▸ Passage shown:
## START
Re: styling summary

OK, I figured out the FF issue.

See John Resig's explanation here: 
http://ejohn.org/blog/tightened-local-file-security/

Basically, FF disallows locally loaded files from accessing resources 
(such as the XSLT) that are outside of the hierarchy of the HTML / XML 
file (so no "../foo" relative paths) to prevent downloaded HTML pages 
from actively trying to steal other information from a person's computer.

If you want (I want!) you can override this behavior by going to FF's 
about:config and changing the security.fileuri.strict_origin_policy 
preference to "false" .

rq25.xml should then render correctly locally.

As far as I can tell, this closes all open issues around styling & XML & 
XSLTs and things like that.

It also puts us in a better position to begin working towards unified 
styling, but I'll leave that for another day.
## END
▸ Tasks to carry out:
A - List every markup or stylesheet format that the styling summary email mentions by abbreviation.
B - Please scale the rows starting at the line that has "I would be grateful for your help with the van wheel" and ending after the line that has "point(564, 709)". Write those lines out again with their requests, multiply each answer coordinate by 2.3, round to whole numbers with halves going up, and leave the sample points in the requests as they are.
The rows that come next have no connection to the email above.

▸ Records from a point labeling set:
## START
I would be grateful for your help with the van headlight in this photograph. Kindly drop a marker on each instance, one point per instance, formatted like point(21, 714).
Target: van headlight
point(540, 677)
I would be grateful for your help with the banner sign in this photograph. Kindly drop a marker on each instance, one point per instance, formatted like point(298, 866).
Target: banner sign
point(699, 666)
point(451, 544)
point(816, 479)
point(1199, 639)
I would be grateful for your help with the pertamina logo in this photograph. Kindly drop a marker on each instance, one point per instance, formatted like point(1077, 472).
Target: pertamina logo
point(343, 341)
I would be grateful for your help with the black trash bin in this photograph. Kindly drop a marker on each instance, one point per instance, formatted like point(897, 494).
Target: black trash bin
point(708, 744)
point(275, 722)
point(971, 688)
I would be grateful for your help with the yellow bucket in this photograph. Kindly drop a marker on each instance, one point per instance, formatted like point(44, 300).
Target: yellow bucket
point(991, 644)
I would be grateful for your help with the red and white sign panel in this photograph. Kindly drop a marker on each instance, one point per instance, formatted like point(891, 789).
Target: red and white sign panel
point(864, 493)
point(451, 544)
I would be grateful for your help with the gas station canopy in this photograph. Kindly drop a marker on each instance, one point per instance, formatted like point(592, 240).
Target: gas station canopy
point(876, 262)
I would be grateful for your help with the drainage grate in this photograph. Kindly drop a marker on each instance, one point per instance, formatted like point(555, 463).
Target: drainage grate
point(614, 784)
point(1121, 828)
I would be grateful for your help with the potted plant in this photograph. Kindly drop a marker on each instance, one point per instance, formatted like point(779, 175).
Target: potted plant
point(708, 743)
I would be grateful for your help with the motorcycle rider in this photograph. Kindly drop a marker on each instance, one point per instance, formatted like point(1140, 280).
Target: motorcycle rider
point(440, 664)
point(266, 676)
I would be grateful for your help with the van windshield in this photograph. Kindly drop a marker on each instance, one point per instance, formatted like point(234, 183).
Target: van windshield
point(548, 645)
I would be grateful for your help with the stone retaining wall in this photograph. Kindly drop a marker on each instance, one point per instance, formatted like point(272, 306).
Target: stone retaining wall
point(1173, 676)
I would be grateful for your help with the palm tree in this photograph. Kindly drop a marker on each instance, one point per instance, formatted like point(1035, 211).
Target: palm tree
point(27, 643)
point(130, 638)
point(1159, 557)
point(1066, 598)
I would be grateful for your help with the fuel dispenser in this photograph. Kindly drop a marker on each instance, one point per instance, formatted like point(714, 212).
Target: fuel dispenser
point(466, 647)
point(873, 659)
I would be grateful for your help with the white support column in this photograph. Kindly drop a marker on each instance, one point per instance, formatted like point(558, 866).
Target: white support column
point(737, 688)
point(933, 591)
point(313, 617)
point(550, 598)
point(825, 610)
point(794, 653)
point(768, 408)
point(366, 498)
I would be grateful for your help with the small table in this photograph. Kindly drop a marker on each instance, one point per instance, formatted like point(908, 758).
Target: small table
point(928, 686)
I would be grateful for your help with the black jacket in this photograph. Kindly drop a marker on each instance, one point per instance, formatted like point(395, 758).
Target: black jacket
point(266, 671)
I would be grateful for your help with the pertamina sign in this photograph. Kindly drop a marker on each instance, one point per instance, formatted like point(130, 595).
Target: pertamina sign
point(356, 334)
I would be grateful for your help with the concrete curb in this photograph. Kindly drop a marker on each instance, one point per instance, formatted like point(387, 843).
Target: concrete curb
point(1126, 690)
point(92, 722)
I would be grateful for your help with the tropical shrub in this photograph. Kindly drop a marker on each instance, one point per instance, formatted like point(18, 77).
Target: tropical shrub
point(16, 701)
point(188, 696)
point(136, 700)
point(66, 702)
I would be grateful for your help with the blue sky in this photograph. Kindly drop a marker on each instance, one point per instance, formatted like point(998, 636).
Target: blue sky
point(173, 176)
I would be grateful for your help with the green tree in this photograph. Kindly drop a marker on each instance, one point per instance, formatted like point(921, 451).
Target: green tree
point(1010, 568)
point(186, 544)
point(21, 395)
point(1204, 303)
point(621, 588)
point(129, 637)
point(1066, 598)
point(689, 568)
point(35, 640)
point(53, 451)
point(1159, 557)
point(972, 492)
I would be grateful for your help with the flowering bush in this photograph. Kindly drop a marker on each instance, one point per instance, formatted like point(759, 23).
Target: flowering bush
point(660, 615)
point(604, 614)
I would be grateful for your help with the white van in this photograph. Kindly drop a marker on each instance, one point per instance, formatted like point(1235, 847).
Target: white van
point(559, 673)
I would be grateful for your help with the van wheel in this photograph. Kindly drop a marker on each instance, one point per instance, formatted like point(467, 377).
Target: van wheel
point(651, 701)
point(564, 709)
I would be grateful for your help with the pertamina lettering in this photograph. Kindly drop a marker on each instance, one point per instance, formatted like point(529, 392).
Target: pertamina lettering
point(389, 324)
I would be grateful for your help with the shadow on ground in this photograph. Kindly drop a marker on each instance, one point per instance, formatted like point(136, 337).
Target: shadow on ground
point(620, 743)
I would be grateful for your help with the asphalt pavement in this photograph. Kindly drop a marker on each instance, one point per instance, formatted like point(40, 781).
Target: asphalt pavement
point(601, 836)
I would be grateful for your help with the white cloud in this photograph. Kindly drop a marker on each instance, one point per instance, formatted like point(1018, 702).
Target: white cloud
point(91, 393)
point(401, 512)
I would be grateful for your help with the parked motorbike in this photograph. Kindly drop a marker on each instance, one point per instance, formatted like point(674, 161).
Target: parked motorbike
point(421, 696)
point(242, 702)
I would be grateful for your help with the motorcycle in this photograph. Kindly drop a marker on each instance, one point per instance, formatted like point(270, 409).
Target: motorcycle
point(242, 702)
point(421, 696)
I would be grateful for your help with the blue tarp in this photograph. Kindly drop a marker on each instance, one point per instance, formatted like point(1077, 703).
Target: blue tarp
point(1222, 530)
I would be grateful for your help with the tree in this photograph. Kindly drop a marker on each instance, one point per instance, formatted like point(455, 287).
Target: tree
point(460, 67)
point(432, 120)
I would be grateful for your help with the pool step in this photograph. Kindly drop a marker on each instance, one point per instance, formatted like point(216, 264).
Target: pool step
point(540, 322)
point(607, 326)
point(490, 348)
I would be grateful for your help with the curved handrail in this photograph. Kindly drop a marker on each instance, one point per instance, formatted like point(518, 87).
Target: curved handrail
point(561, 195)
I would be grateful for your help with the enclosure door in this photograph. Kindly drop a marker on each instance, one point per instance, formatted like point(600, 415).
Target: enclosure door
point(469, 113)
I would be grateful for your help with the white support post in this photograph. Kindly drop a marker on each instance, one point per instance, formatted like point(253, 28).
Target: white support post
## END
▸ Answer set:
A - HTML, XML, XSLT

B -
I would be grateful for your help with the van wheel in this photograph. Kindly drop a marker on each instance, one point per instance, formatted like point(467, 377).
Target: van wheel
point(1497, 1612)
point(1297, 1631)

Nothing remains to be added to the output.